** DIRECTIVE **
Which lines in the data below contain the word "head"? Pick out each one and copy it in full.

** PROVIDED INFORMATION **
::::

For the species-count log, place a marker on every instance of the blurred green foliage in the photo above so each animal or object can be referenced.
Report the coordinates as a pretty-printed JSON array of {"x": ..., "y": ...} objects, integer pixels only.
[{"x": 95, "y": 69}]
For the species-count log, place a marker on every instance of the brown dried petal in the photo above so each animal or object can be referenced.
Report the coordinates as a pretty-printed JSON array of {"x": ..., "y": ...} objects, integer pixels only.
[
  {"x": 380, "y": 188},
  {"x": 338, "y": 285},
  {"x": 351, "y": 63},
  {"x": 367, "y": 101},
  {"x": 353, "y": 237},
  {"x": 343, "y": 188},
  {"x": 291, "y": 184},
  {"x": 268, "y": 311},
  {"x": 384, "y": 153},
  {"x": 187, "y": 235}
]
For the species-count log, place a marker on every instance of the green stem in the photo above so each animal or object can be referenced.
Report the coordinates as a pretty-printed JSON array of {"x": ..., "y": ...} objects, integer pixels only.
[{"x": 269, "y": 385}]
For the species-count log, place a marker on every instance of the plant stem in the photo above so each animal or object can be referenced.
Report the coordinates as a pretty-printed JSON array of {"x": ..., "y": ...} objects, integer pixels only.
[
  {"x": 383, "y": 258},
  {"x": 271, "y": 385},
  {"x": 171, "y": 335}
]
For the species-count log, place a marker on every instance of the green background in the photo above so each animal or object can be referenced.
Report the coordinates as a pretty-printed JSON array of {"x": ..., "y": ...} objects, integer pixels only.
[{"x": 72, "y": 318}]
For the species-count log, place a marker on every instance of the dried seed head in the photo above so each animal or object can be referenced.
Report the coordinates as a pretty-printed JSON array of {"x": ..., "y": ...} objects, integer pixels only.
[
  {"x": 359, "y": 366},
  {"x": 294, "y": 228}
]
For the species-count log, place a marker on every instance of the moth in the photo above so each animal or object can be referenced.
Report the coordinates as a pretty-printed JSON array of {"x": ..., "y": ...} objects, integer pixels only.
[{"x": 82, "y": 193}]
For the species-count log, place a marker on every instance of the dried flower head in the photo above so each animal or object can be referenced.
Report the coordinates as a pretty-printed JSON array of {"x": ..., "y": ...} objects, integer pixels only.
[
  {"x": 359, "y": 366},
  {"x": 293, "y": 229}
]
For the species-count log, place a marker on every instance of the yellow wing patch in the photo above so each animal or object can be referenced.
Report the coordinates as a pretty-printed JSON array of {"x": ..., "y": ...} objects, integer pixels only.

::::

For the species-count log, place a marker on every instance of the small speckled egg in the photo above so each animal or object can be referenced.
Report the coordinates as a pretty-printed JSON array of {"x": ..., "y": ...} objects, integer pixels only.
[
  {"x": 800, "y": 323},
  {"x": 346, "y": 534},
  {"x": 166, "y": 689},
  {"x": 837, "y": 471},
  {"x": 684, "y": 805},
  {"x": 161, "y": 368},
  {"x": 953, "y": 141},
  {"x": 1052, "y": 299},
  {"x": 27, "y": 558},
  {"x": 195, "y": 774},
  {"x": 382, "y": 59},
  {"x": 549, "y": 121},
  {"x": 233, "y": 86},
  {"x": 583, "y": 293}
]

::::

** EXERCISE RESULT **
For the species-count log, place a marker on every instance of the dried seed head in the photo above so each animal or object can be referenced.
For the species-count log, place a marker on every instance of the dried flower head in the photo above so each animal or object can be referenced.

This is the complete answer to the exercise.